挑战任务: 把下面这篇介绍 PyTorch 循环网络用法的文章中，从“LSTM the dim”一直到“H_i) ，否則為 (N, L, H_i)”的全部文字逐字抄录下来。
::: 节选文本
Pytorch中的RNN、RNNCell、LSTM、LSTMCell、GRU、GRUCell的用法

本文轉載自查看原文 2021-07-23 15:11 267

首先，當然，官方文檔都有

RNN: https://pytorch.org/docs/stable/generated/torch.nn.RNN.html

RNNCell: https://pytorch.org/docs/stable/generated/torch.nn.RNNCell.html

LSTM: https://pytorch.org/docs/stable/generated/torch.nn.LSTM.html

LSTMCell: https://pytorch.org/docs/stable/generated/torch.nn.LSTMCell.html

GRU: https://pytorch.org/docs/stable/generated/torch.nn.GRU.html

GRUCell: https://pytorch.org/docs/stable/generated/torch.nn.GRUCell.html

這里，只是自己做下筆記

以LSTM和LSTMCell為例

LSTM的結構

LSTM the dim of definition input output weights

LSTM parameters:

input_size: input x 的 features
hidden_size: hidden state h 的 features
num_layers: 層數，默認為1
batch_first: if True，是(batch, seq, feature)，否則是(seq, batch, feature)，默認是False
bidirectional: 默認為False

input:

input: 當batch_first=False， tensor為(L, N, H_i) ，否則為 (N, L, H_i)
::::::
::: 已存数据
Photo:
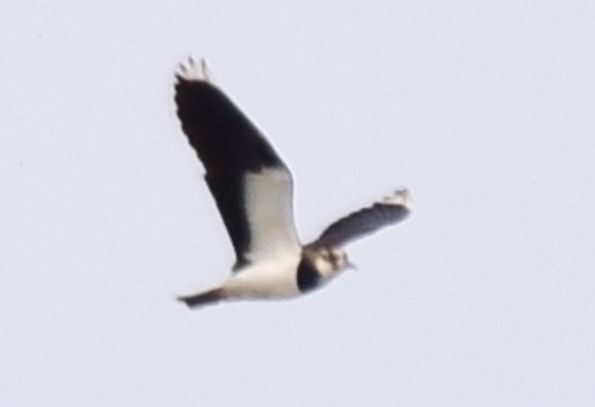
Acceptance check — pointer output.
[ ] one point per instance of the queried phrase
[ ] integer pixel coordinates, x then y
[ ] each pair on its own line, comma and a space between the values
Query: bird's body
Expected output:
::::::
练习结果:
LSTM the dim of definition input output weights

LSTM parameters:

input_size: input x 的 features
hidden_size: hidden state h 的 features
num_layers: 層數，默認為1
batch_first: if True，是(batch, seq, feature)，否則是(seq, batch, feature)，默認是False
bidirectional: 默認為False

input:

input: 當batch_first=False， tensor為(L, N, H_i) ，否則為 (N, L, H_i)